Your task
In the lines from the one containing "On this screenshot, the gray" through the one containing "[0,3,25,21]", inclusive, replace "where exactly" with "precisely where" and leave everything else unchanged. Return only those lines.

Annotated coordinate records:
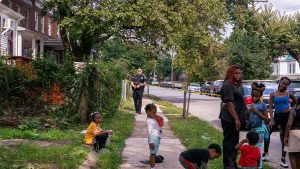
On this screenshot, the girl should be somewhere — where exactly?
[263,77,297,168]
[84,112,112,152]
[235,131,260,169]
[145,103,162,169]
[284,99,300,169]
[246,83,269,168]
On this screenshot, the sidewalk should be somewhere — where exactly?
[120,98,185,169]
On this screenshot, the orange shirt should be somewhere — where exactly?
[84,121,101,144]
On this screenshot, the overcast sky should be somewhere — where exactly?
[224,0,300,37]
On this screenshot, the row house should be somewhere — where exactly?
[0,0,64,64]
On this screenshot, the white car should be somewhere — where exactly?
[188,83,201,92]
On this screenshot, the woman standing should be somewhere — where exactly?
[263,77,297,168]
[219,65,246,169]
[284,99,300,169]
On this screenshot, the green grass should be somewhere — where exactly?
[97,112,135,169]
[0,144,88,169]
[0,127,83,143]
[161,100,273,169]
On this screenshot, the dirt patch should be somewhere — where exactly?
[0,139,72,147]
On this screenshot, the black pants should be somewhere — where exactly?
[264,113,290,158]
[132,90,143,113]
[221,120,240,169]
[94,133,108,151]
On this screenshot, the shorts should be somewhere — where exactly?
[284,130,300,153]
[150,136,160,155]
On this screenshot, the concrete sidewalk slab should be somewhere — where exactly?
[120,99,185,169]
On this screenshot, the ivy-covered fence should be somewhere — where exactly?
[0,58,125,123]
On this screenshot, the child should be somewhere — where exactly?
[179,144,222,169]
[84,112,112,152]
[246,83,269,168]
[235,131,261,169]
[145,103,162,169]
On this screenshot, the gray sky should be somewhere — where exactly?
[224,0,300,37]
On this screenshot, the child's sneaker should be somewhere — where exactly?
[262,153,270,162]
[280,158,289,168]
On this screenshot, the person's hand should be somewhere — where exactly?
[149,143,155,150]
[269,119,275,127]
[283,137,289,146]
[235,119,241,131]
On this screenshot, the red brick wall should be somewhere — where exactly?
[1,0,58,38]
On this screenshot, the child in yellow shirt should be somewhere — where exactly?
[84,112,112,152]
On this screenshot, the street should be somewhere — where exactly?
[149,86,290,168]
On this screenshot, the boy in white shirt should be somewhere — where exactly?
[145,103,162,169]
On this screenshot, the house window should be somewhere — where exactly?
[25,10,29,29]
[48,18,52,36]
[41,17,45,33]
[288,63,296,74]
[34,12,39,31]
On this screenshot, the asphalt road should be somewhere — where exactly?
[145,86,290,168]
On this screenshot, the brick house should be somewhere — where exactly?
[0,0,64,64]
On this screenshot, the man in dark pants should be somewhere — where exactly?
[220,65,246,169]
[131,68,146,114]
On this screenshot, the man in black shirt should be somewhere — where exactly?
[179,144,222,169]
[131,68,146,114]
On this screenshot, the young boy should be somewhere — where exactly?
[235,131,261,169]
[145,103,162,169]
[179,144,222,169]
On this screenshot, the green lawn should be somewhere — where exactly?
[0,103,134,169]
[147,95,272,169]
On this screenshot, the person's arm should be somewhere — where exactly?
[235,139,248,149]
[226,102,241,131]
[284,111,296,145]
[289,93,298,110]
[253,108,268,121]
[269,93,275,127]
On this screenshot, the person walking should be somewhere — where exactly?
[219,65,246,169]
[131,68,147,114]
[284,98,300,169]
[263,77,297,168]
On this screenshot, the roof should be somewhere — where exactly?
[0,3,25,21]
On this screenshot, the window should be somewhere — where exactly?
[25,10,29,29]
[48,18,52,36]
[41,17,45,33]
[34,12,39,31]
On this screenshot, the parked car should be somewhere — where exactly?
[151,80,159,86]
[210,80,223,94]
[201,81,213,93]
[173,81,182,89]
[188,83,201,92]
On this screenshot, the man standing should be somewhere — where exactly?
[131,68,146,114]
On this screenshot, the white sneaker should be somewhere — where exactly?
[280,158,289,168]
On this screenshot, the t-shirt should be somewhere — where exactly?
[131,75,147,91]
[239,145,260,167]
[146,118,162,144]
[219,81,246,122]
[249,102,267,128]
[180,148,209,168]
[84,122,101,144]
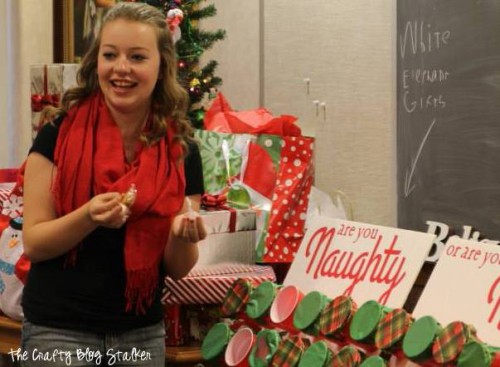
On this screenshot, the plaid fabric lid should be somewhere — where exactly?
[403,316,443,362]
[299,340,333,367]
[271,334,309,367]
[221,278,253,316]
[201,322,233,361]
[319,296,357,336]
[293,291,328,335]
[457,340,494,367]
[359,356,387,367]
[246,280,278,319]
[330,345,362,367]
[432,321,475,364]
[248,329,281,367]
[349,300,388,343]
[375,308,413,349]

Expected answer
On this screenshot, the gray sky should be somewhere — precisely where?
[224,0,300,37]
On this screenshot, the child's sneaker should be somewhere — precisely where?
[262,153,270,162]
[280,158,289,168]
On this screenshot, the person's hand should be somewhere — precisely where?
[149,143,155,150]
[269,119,275,127]
[283,137,289,146]
[235,119,241,131]
On this screenshot, the red brick wall should be somewhere — precisely where?
[1,0,58,38]
On this screenshot, the child in yellow shirt should be somewhere — precisely where?
[84,112,112,152]
On this screenshot, the street should be somewhere — precisely where?
[149,86,290,168]
On this screenshot, the boy in white shirt should be somewhere — precisely where?
[145,103,162,169]
On this screenshot, the house window should be somewhere — precisely where?
[25,10,29,29]
[48,18,52,36]
[41,17,45,33]
[288,63,296,74]
[34,12,39,31]
On this screenshot, the asphalt road should be somewhere — precisely where?
[145,86,290,168]
On this screenshot, the brick house should be somewhere — precisely where?
[0,0,64,64]
On this screenshot, the man in dark pants should be somewhere — precisely where?
[220,65,246,169]
[131,68,146,114]
On this screenshot, the man in black shirt should be somewhere — precisely where?
[179,144,222,169]
[131,68,146,114]
On this screenshot, the young boy should be somewhere — precisely where?
[235,131,261,169]
[145,103,162,169]
[179,144,222,169]
On this screenshot, the green lawn should be somewhere — precisely where?
[0,103,134,169]
[147,95,272,169]
On this screenshot, the person's arm should be somewhere — precisely where?
[235,139,248,149]
[226,102,241,131]
[284,111,296,145]
[289,93,298,110]
[253,108,268,121]
[269,93,275,127]
On this screenshot, the person walking should be somewhere — precisely where?
[219,65,246,169]
[131,68,147,114]
[284,98,300,169]
[263,77,297,168]
On this screenshot, the roof should be somewhere — precisely where?
[0,3,25,21]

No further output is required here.